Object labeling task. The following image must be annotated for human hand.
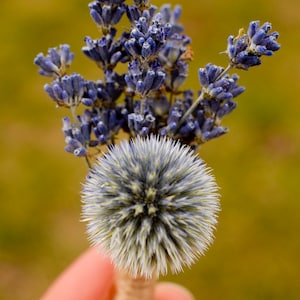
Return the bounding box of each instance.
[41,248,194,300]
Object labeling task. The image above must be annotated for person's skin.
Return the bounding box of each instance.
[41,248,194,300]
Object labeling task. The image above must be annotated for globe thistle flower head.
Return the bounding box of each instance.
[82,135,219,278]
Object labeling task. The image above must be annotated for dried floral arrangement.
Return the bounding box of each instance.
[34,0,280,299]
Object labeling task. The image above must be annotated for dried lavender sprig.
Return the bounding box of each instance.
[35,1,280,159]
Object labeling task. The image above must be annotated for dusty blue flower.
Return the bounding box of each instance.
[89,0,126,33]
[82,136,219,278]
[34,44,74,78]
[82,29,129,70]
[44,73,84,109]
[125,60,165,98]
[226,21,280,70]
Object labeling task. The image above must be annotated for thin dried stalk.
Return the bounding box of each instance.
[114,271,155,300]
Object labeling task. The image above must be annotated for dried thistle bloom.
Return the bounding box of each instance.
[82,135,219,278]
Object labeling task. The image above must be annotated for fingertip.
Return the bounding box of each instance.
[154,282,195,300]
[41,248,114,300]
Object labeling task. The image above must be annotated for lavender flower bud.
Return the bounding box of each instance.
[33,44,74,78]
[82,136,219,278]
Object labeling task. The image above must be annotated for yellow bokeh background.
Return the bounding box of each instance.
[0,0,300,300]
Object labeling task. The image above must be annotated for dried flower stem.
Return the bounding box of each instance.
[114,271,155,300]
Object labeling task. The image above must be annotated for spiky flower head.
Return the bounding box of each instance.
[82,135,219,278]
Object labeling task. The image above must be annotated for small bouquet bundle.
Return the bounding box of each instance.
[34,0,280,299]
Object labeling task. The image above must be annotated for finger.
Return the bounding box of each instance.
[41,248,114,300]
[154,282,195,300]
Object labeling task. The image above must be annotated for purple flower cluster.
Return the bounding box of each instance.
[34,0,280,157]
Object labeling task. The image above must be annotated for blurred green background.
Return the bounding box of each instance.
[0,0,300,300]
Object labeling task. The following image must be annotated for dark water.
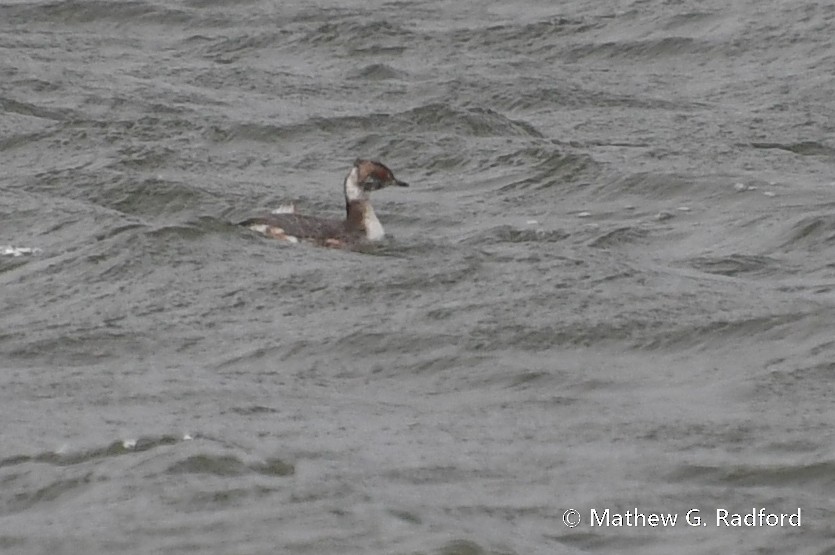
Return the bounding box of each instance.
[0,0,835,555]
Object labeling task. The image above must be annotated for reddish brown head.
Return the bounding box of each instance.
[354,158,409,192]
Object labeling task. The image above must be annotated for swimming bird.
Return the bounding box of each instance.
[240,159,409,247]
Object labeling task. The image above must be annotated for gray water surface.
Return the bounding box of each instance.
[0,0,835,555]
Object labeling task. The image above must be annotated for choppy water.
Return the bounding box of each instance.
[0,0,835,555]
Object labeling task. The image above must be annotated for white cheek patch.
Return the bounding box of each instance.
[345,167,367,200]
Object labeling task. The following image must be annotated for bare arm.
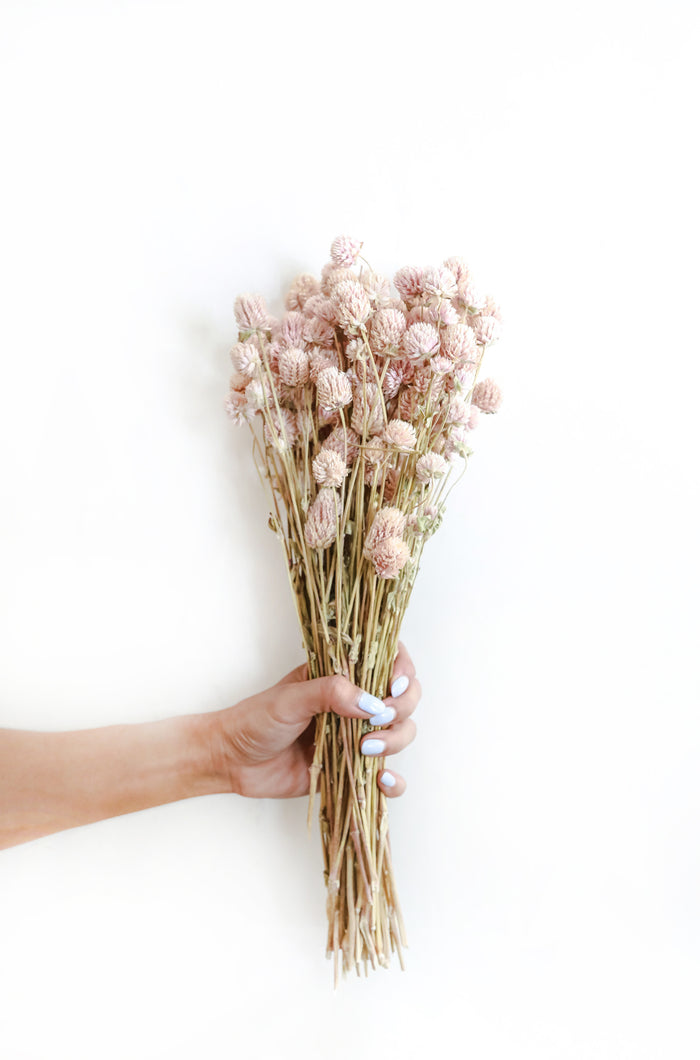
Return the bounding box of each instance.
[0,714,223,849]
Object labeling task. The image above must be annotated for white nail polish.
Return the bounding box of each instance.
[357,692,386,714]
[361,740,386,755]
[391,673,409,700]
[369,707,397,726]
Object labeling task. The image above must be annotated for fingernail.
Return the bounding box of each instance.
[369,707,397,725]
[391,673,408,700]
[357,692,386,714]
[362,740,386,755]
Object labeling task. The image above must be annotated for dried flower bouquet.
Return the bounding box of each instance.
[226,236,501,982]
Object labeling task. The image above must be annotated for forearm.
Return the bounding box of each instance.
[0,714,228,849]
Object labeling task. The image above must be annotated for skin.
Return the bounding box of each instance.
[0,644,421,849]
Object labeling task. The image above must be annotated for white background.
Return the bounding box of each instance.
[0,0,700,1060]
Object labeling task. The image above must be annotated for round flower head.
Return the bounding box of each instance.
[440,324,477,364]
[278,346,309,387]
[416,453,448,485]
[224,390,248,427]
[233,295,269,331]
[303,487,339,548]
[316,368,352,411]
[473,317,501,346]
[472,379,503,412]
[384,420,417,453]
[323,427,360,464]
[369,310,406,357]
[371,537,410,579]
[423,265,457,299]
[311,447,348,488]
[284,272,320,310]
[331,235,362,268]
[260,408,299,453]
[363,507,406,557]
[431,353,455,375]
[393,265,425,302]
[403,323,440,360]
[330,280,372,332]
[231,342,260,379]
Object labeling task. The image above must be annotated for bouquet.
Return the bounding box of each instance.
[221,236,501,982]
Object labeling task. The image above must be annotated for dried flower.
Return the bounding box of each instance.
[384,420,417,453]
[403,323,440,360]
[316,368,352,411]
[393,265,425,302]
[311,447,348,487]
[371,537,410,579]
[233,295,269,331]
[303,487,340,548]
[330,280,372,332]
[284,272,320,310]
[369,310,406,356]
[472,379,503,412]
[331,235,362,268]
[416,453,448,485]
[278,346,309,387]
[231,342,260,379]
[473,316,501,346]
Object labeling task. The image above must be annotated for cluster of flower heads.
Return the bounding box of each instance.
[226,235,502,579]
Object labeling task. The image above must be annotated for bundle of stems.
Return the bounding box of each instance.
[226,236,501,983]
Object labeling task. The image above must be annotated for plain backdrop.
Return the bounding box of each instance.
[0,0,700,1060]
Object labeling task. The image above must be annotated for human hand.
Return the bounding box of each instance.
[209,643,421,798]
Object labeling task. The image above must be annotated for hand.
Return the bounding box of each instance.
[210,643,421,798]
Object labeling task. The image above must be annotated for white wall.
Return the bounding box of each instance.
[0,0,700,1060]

...

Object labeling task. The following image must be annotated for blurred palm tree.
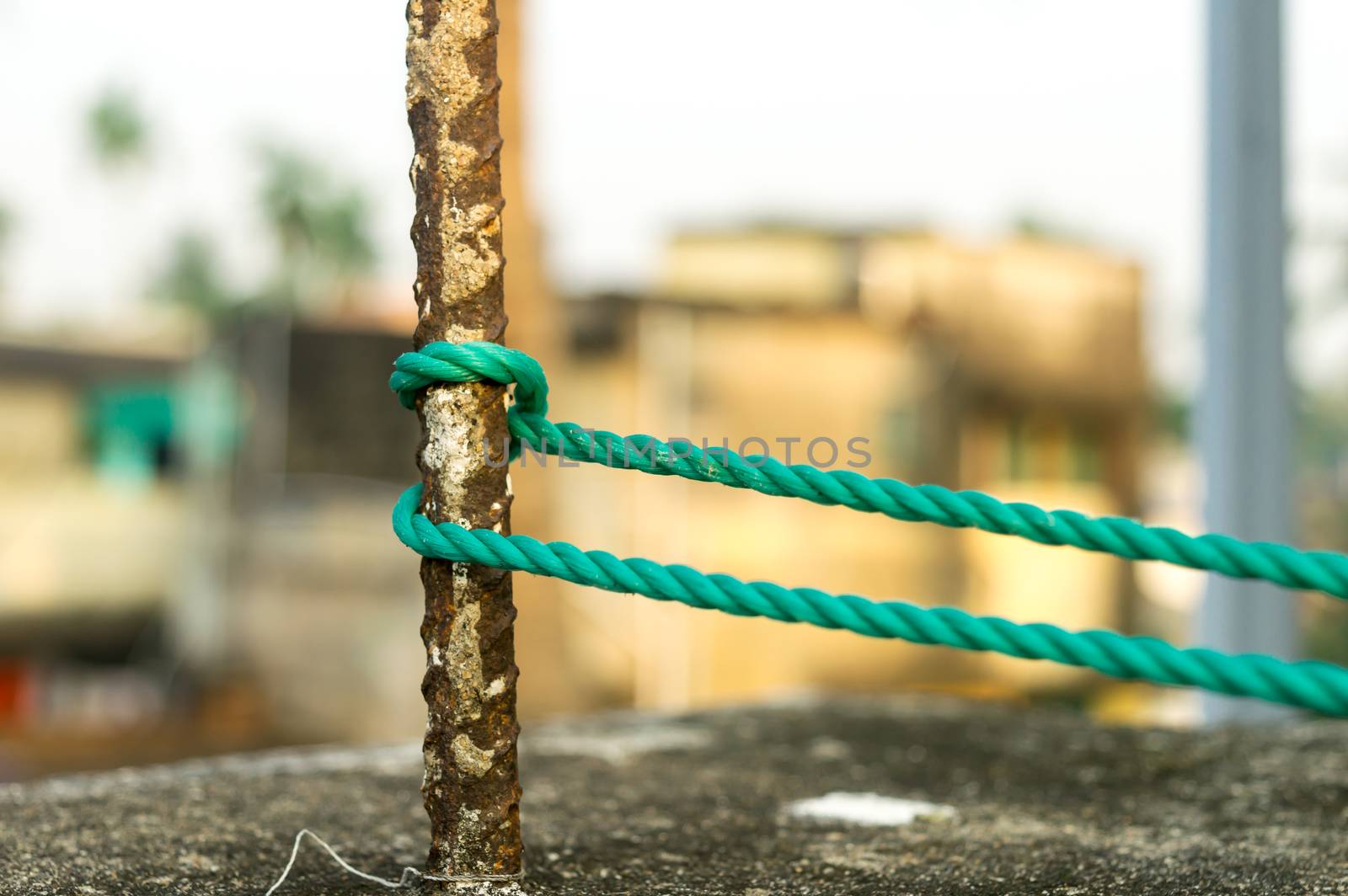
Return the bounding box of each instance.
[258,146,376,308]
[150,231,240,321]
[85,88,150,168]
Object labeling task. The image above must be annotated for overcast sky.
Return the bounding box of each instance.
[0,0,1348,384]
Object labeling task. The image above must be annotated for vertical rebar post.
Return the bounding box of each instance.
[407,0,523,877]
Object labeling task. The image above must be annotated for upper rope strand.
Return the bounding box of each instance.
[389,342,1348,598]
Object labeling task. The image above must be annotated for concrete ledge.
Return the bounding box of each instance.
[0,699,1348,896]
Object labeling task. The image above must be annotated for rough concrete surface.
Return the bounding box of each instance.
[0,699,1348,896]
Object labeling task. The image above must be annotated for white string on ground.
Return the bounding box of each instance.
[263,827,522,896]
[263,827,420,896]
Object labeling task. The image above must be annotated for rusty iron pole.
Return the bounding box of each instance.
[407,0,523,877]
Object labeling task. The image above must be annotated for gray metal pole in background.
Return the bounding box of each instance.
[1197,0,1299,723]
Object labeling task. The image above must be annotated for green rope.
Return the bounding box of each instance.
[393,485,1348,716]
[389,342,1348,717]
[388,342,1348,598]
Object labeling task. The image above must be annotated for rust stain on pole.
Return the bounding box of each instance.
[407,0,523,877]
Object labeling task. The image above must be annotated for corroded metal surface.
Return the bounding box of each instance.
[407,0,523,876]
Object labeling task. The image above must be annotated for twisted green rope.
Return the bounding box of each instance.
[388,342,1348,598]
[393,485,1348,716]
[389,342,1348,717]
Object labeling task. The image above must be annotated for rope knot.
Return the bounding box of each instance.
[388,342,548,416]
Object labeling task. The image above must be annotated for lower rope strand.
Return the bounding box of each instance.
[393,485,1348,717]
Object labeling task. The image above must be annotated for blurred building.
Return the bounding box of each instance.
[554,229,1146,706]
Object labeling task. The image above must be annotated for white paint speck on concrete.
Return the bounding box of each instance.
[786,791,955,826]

* * *

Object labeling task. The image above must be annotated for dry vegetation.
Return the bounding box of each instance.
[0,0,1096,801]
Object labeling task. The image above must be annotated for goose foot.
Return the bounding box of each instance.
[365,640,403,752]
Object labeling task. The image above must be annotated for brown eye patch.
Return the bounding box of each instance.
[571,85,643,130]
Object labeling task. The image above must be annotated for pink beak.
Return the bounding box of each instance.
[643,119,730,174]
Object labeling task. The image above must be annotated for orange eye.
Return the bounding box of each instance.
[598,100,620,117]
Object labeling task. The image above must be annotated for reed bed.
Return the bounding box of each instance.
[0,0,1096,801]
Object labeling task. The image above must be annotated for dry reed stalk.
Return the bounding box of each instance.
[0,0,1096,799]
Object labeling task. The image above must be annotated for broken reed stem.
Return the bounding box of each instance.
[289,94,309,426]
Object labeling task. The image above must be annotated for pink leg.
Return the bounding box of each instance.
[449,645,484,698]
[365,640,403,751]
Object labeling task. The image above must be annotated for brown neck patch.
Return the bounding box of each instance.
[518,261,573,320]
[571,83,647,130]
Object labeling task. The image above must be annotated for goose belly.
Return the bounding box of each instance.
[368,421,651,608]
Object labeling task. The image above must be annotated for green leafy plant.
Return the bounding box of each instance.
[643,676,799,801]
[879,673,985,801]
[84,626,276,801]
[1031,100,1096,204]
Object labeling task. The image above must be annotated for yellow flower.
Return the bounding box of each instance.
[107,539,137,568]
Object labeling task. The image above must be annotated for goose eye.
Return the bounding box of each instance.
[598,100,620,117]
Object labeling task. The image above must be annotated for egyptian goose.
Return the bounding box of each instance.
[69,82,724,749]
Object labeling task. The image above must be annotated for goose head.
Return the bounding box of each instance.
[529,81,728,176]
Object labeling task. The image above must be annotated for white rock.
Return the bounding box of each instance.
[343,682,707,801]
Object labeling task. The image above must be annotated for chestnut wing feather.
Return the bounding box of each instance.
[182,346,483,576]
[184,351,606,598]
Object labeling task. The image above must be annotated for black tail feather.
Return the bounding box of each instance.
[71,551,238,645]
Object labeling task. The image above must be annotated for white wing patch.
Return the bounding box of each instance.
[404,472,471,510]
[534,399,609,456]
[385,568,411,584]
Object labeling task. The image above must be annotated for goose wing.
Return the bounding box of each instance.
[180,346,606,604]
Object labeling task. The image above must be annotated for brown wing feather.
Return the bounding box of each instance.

● **TASK PROMPT**
Count the lines of the data above that contain the string "human". Reply with the number alone.

● **THE RESULT**
2